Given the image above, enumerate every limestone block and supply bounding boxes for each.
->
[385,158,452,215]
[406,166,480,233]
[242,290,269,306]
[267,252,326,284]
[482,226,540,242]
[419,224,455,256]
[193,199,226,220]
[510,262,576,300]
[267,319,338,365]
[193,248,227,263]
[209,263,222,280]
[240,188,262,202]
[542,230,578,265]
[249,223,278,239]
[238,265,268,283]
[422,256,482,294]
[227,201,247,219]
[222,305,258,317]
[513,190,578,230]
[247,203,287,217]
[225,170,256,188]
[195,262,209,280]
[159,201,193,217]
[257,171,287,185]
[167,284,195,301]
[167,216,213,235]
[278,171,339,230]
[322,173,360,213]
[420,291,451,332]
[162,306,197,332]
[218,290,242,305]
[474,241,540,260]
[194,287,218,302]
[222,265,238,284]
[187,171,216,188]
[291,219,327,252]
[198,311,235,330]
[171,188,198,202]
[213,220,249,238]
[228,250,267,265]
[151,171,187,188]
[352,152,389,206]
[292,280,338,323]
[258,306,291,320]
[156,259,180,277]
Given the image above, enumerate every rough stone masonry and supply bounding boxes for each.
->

══════

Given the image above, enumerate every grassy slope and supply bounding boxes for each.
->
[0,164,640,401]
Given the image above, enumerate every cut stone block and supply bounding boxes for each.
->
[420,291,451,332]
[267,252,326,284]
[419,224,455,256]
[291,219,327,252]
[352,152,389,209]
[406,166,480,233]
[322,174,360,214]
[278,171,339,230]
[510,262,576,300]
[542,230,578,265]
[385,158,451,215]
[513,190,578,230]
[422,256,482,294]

══════

## Problem to work on
How many rows above contain the word "Given"? Only matches with the same capitalization count, and the reply should be the number alone.

## Output of the exercise
4